THE PROBLEM
Can you write out these lines again, changing every "sample run" to "demo run" and leaving everything else as it is?
** BEGIN DATASET RECORDS **
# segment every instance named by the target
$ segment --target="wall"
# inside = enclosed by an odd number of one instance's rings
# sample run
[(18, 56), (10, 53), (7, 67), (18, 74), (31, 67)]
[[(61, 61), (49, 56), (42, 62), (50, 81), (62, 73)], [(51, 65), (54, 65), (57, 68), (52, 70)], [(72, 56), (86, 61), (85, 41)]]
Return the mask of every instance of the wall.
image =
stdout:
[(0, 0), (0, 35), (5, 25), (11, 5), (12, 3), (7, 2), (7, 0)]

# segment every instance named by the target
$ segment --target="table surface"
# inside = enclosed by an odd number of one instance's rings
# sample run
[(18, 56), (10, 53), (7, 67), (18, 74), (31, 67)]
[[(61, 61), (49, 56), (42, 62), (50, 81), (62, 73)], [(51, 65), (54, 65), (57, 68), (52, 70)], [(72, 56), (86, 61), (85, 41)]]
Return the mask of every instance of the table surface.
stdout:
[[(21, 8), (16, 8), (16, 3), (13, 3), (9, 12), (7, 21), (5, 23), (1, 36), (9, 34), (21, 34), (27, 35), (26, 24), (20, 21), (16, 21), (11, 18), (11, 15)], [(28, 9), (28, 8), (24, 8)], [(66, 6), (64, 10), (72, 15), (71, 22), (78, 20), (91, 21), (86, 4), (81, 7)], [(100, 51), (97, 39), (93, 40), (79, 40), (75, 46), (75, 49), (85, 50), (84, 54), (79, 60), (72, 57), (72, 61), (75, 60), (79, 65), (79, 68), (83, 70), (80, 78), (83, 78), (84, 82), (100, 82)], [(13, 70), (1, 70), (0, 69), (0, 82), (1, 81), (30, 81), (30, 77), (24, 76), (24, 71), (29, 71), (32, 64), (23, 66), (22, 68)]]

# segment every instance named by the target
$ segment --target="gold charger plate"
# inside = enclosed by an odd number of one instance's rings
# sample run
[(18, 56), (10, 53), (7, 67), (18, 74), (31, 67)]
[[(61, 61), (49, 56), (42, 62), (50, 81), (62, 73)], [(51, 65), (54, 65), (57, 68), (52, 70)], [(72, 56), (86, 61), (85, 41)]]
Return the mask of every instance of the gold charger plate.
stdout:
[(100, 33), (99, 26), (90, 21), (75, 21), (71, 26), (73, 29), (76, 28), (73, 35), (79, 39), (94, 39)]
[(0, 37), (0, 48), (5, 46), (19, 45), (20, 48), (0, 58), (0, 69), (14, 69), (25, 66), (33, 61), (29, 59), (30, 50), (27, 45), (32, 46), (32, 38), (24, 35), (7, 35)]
** END DATASET RECORDS **
COMPLETED TASK
# segment every instance named by the target
$ segment --target="wall"
# inside = enclosed by an odd number of one instance's rings
# demo run
[(18, 56), (10, 53), (7, 67), (18, 74), (31, 67)]
[[(61, 61), (49, 56), (42, 62), (50, 81), (62, 73)], [(51, 65), (54, 65), (57, 68), (52, 70)], [(72, 56), (86, 61), (85, 41)]]
Return the mask of every instance of the wall.
image =
stdout:
[(0, 0), (0, 35), (5, 25), (11, 5), (12, 3), (7, 2), (7, 0)]

# segment every instance named by the target
$ segment --target="table surface"
# inside = enclosed by an odd number of one instance's rings
# demo run
[(18, 56), (10, 53), (7, 67), (18, 74), (31, 67)]
[[(61, 61), (49, 56), (42, 62), (50, 81), (62, 73)], [(51, 65), (54, 65), (57, 68), (52, 70)], [(72, 56), (86, 61), (85, 41)]]
Return the mask of every instance of the table surface.
stdout:
[[(21, 8), (16, 8), (16, 3), (13, 3), (9, 12), (7, 21), (5, 23), (1, 36), (9, 34), (21, 34), (27, 35), (26, 24), (20, 21), (16, 21), (11, 18), (11, 15)], [(28, 9), (28, 8), (24, 8)], [(66, 6), (64, 10), (72, 15), (71, 22), (78, 20), (91, 21), (86, 4), (81, 7)], [(100, 51), (97, 39), (93, 40), (79, 40), (75, 46), (75, 49), (85, 50), (84, 54), (79, 60), (72, 57), (72, 61), (75, 60), (79, 65), (79, 68), (83, 70), (80, 78), (83, 78), (84, 82), (100, 82)], [(13, 70), (1, 70), (0, 69), (0, 82), (1, 81), (30, 81), (30, 77), (24, 76), (24, 71), (29, 71), (32, 64), (23, 66), (22, 68)]]

# segment every instance named by the target
$ segment --target="gold charger plate"
# inside = enclosed by an odd number of one instance's rings
# demo run
[(18, 56), (10, 53), (7, 67), (18, 74), (31, 67)]
[[(61, 61), (49, 56), (42, 62), (50, 81), (62, 73)], [(51, 65), (54, 65), (57, 68), (52, 70)], [(72, 56), (86, 61), (85, 41)]]
Return the mask of every instance of the gold charger plate.
stdout:
[(100, 33), (99, 26), (90, 21), (75, 21), (71, 26), (73, 29), (76, 28), (73, 35), (79, 39), (94, 39)]
[(0, 37), (0, 48), (5, 46), (19, 45), (20, 48), (0, 58), (0, 69), (14, 69), (25, 66), (33, 61), (29, 59), (30, 50), (27, 45), (32, 46), (32, 38), (24, 35), (7, 35)]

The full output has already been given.